▸ **DOKUMENT**
--------------------------------------------------

Digitalisierung und Vernetzung im Verbund mit Cloud-Systemen verändern die Angriffsfläche von Anlagen in der Prozess- und Fertigungsindustrie.
Digitalisierung und Vernetzung im Verbund mit Cloud-Systemen verändern die Angriffsfläche von Anlagen in der Prozess- und Fertigungsindustrie.
(© zapp2photo - stock.adobe.com)

Cyber-Physical-Systems ermöglichen eine Analyse aller Daten entlang der gesamten Wertschöpfungskette und bieten Anwendungsfälle, die weit über eine Predictive-Maintenance hinausgehen. Automatische Prozessoptimierung oder KI-gesteuerte Einflussnahme auf Produktionsparameter, stellen zunehmend den aktuellen Stand der Technik dar.

Digitalisierung, Vernetzung und unternehmensübergreifende Integration verändert die Bedrohungslage und bringt neue Herausforderungen und Risiken mit sich – denn alles was verbunden ist, kann auch angegriffen werden. In einer im Auftrag von TÜV Rheinland erstellten Studie mit dem Namen „Industrielle Sicherheit 2020 – eine internationale Studie über den Status Quo“, gibt die Mehrheit der Befragten an, dass Megatrends wie künstliche Intelligenz und maschinelles Lernen das Risiko für Unternehmen erhöht und die Bedrohungen durch Cyberangriffe zunehmen (siehe Grafik 1).

Grafik 1: Welche Megatrends erhöhen das Risiko für Unternehmen?
Grafik 1: Welche Megatrends erhöhen das Risiko für Unternehmen?
(Bild: TÜV Rheinland)

Die Angriffe auf Unternehmen im vergangenen Jahrzehnt zeigen, dass sich Prozess- und Automatisierungstechnik zu einem primären Ziel für die Angreifer entwickelt, unabhängig davon, ob es sich um Industriespionage, Sabotage oder Erpressung handelt. Dabei sind Phishing und Social Engineering, Schadprogramme inkl. Ransomware und DNS-basierte Denial-of-Service-Angriffe, die größten Cybersecurity-Bedrohungen für Abläufe in OT-Umgebungen.

Grafik 2: Welches sind die größten Bedrohungen, die OT-Abläufe beinträchtigen könnten?
Grafik 2: Welches sind die größten Bedrohungen, die OT-Abläufe beinträchtigen könnten?
(Bild: TÜV Rheinland)

Angriffe erkennen und abwehren

Eines muss man sich bewusstmachen: Digitalisierung und Vernetzung im Verbund mit Öko-Systemen in der Cloud, verändern die Angriffsfläche der Automatisierungs- und Prozessleittechnik. Die Angriffsfrequenz und der verursachte Schaden werden weiter steigen - dies ist eine Gefahr für Gesellschaft, Mensch und Umwelt. Die Konfrontation mit Cyberattacken ist unausweichlich und erfordert neben einem präventiven Schutz, die Einführung von Sicherheitsmaßnahmen zum Erkennen und Beheben von akuten Angriffen. Ziel muss es sein, dass ein Unternehmen - trotz unerwünschter Cyber-Ereignisse – die geplanten Ergebnisse erzielen kann.

Grafik 3: Das Messen von Risiken und Bedrohungen erfordert Sichtbarkeit.

--------------------------------------------------

▸ **BEREITGESTELLTES MATERIAL**
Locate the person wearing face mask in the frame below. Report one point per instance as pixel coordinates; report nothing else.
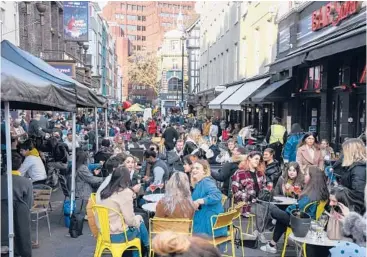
(315, 190)
(158, 172)
(174, 157)
(292, 176)
(309, 153)
(248, 180)
(207, 200)
(273, 170)
(226, 172)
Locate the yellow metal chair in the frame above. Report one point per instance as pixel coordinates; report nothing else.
(238, 209)
(93, 198)
(160, 225)
(320, 209)
(116, 249)
(224, 220)
(224, 199)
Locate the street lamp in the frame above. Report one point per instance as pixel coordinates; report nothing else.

--------------------------------------------------

▸ **ÜBUNGSAUFGABEN**
(a) Zitieren Sie bitte aus dem Text über Cybersicherheit in der Industrie wörtlich den Abschnitt von „(© zapp2photo - stock.adobe.com)“ bis einschließlich „der Technik dar.“.
(b) Zählen Sie auf, um welche Arten von Angriffen es sich laut dem Text über Cybersicherheit in der Industrie handeln kann, wenn die Prozess- und Automatisierungstechnik zum Ziel wird.
Die Datensätze spielen hierbei keine Rolle.

▸ **LÖSUNGEN**
(a)
(© zapp2photo - stock.adobe.com)

Cyber-Physical-Systems ermöglichen eine Analyse aller Daten entlang der gesamten Wertschöpfungskette und bieten Anwendungsfälle, die weit über eine Predictive-Maintenance hinausgehen. Automatische Prozessoptimierung oder KI-gesteuerte Einflussnahme auf Produktionsparameter, stellen zunehmend den aktuellen Stand der Technik dar.

(b) Industriespionage, Sabotage, Erpressung